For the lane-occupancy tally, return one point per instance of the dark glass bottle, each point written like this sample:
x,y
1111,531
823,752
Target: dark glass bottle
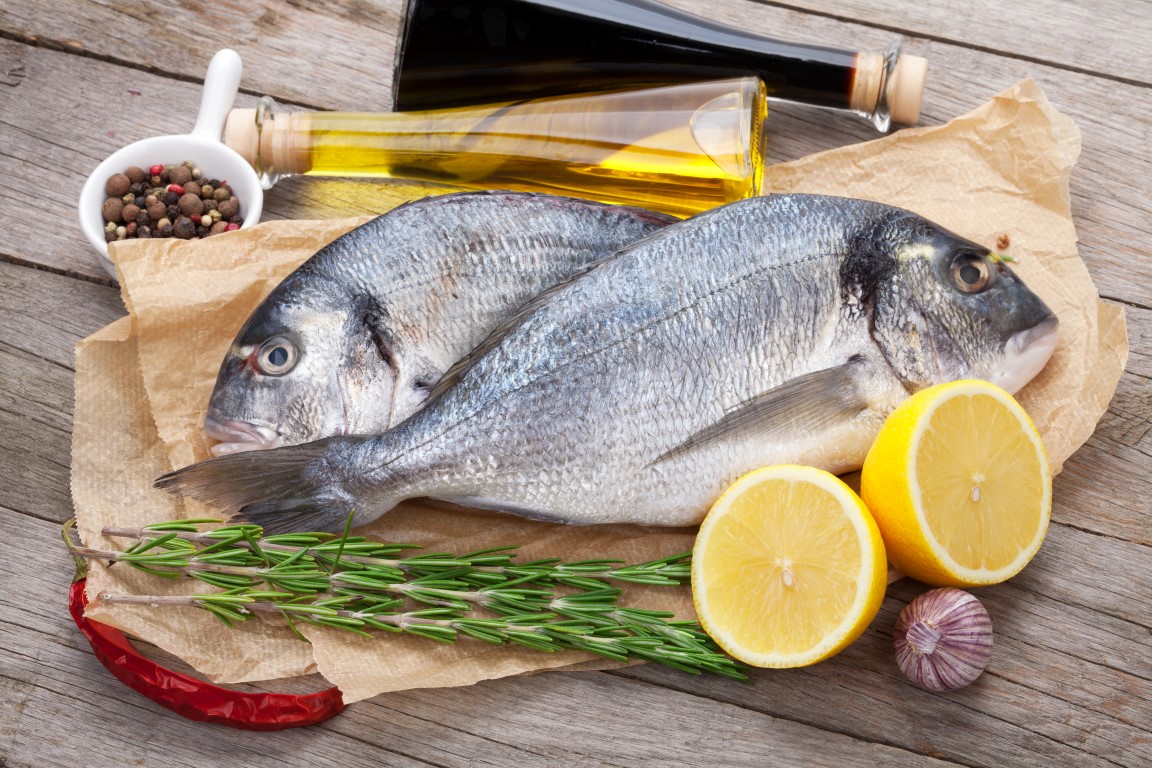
▬▬▬▬▬▬▬▬▬▬
Task directions: Copy out each line of the data that includes the string "dark".

Task response:
For the lane-occupancy tally, return one point per instance of the dark glass bottle, each point written like this sample:
Target: dark glass bottle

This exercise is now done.